Which lines of the records contain the word "instance"? Copy each of them.

-- start of Records for this exercise --

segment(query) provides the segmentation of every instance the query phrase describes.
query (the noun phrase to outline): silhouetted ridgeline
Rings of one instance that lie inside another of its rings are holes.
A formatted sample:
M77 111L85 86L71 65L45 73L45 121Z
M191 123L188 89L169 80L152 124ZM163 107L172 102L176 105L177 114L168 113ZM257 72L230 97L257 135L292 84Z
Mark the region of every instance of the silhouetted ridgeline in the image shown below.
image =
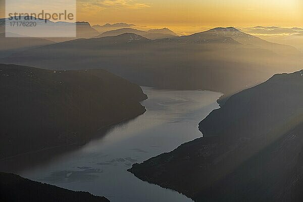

-- end of Records for this exercise --

● **Problem solution**
segment(query) provides the segmentation of every instance the query phrase describes.
Rings of one instance that lie inside another of its rings are holes.
Mark the region of every instance of the silhouetted ridgeline in the image shown below.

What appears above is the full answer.